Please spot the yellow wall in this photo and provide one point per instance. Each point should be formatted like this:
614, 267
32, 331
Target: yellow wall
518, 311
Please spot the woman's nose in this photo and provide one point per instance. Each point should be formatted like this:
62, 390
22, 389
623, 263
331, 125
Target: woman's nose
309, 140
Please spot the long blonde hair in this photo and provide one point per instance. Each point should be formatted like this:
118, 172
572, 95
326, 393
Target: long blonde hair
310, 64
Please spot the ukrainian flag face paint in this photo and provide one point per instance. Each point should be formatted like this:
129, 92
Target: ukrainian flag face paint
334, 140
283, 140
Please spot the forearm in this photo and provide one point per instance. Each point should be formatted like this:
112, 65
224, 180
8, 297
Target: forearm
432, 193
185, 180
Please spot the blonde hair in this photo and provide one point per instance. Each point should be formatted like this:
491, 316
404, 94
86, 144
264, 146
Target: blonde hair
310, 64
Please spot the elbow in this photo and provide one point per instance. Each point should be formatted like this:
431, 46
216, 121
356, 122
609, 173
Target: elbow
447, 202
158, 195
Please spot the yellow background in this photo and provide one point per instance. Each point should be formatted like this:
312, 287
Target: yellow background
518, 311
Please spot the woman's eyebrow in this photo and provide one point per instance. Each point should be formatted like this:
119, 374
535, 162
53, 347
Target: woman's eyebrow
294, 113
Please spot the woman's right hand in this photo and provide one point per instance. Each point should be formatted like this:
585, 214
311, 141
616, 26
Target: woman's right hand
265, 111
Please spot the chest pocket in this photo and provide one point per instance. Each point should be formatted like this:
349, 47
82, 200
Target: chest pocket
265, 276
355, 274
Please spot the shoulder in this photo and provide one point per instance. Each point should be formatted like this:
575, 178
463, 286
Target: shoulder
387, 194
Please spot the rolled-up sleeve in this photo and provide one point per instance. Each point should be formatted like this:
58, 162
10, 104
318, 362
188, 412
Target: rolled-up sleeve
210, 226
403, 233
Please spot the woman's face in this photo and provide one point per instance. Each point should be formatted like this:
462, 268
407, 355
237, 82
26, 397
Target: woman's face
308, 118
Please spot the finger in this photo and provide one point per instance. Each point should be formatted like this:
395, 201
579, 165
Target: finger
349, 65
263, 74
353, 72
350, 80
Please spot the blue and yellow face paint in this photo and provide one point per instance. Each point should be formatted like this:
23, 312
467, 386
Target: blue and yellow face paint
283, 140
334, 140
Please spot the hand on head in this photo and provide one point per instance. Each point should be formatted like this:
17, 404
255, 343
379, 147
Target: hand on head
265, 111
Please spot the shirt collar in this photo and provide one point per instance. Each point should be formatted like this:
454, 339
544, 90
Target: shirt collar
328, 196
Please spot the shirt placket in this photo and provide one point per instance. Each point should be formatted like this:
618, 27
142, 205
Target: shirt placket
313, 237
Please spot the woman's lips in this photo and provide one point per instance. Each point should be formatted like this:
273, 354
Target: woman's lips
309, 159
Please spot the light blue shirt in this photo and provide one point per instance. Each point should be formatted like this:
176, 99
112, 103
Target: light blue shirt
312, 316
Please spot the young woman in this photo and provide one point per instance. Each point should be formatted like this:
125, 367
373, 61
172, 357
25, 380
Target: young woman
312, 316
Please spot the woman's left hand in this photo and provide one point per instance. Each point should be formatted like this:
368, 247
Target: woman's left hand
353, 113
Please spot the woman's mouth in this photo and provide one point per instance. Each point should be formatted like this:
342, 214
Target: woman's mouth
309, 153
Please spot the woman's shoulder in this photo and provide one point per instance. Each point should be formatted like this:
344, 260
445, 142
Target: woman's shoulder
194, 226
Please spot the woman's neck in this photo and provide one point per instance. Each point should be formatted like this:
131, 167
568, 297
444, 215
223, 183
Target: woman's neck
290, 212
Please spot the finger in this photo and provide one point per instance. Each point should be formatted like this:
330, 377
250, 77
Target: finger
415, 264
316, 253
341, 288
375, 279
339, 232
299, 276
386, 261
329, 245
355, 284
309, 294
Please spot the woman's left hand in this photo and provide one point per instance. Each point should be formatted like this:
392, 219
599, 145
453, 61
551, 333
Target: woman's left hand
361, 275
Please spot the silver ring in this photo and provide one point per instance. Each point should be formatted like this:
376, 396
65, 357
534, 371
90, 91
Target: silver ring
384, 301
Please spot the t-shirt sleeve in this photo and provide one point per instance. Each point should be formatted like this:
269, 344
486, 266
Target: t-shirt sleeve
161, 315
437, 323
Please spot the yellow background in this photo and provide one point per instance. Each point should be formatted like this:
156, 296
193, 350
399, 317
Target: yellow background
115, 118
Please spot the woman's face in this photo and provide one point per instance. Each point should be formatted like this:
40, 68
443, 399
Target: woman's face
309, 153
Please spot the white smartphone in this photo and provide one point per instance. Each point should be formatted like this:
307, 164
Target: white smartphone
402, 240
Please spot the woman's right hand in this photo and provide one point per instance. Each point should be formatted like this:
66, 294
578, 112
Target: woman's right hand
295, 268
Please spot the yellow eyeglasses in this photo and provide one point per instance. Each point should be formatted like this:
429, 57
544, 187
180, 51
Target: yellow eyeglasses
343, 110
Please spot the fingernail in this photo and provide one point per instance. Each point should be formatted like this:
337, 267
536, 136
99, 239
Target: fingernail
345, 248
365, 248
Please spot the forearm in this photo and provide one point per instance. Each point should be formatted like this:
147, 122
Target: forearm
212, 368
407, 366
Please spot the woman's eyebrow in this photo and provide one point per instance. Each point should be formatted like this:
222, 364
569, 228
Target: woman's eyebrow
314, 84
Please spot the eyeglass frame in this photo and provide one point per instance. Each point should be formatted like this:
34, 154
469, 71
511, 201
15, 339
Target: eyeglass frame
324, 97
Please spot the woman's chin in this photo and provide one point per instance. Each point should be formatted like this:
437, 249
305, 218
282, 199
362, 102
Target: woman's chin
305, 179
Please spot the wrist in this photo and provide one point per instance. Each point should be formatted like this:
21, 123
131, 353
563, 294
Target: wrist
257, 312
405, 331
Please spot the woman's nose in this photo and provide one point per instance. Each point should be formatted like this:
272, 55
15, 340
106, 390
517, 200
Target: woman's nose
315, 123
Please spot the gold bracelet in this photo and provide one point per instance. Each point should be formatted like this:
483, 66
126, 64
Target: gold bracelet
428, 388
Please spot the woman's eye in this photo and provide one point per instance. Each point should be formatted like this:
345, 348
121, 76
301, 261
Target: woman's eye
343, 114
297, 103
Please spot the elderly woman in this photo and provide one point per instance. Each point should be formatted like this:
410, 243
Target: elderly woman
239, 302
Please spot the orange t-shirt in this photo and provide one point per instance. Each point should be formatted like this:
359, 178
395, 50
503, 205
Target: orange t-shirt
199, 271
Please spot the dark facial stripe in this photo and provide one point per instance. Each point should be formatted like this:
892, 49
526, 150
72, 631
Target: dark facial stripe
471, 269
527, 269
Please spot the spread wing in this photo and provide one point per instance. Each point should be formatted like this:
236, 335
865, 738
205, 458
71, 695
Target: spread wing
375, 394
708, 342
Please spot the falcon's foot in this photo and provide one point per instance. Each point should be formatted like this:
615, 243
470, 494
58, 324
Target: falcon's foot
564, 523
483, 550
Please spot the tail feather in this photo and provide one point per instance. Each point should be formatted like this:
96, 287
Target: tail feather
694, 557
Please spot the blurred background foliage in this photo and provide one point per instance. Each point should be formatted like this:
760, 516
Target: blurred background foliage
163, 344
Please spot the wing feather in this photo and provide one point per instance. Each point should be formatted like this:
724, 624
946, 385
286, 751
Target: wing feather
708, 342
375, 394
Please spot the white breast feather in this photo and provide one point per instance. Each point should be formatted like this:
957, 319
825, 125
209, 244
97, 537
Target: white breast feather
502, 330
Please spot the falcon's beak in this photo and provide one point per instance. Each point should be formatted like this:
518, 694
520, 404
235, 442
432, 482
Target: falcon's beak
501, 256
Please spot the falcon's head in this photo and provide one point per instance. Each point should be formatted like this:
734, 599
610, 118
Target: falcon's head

------------------------------

Task to complete:
With both ends included, please retype exactly the lines from the line containing "Please spot the blurred" to the final line of the data.

Answer for the task:
Please spot the blurred background foliage in this photo and provide one point per instance. Each point should be formatted like this:
760, 516
Target: blurred background foliage
163, 344
Please spot the wing feather in this photo and provide one point per instance. Each point should be formatted like this:
724, 624
946, 385
286, 751
Target: wing feather
708, 342
375, 394
Please spot the white breast feather in this photo and provide one point per instance. Each point should be formatted like this:
957, 319
825, 125
209, 244
97, 537
Target: white breast feather
502, 330
Please spot the falcon's beak in this photo and provide one point per instance. Each point should be formatted like this:
518, 694
520, 404
235, 442
432, 482
Target: falcon's beak
501, 256
Please spot the falcon's head in this photo and provide one point per instance. Each point should be formatted like this:
734, 599
610, 118
Target: falcon's head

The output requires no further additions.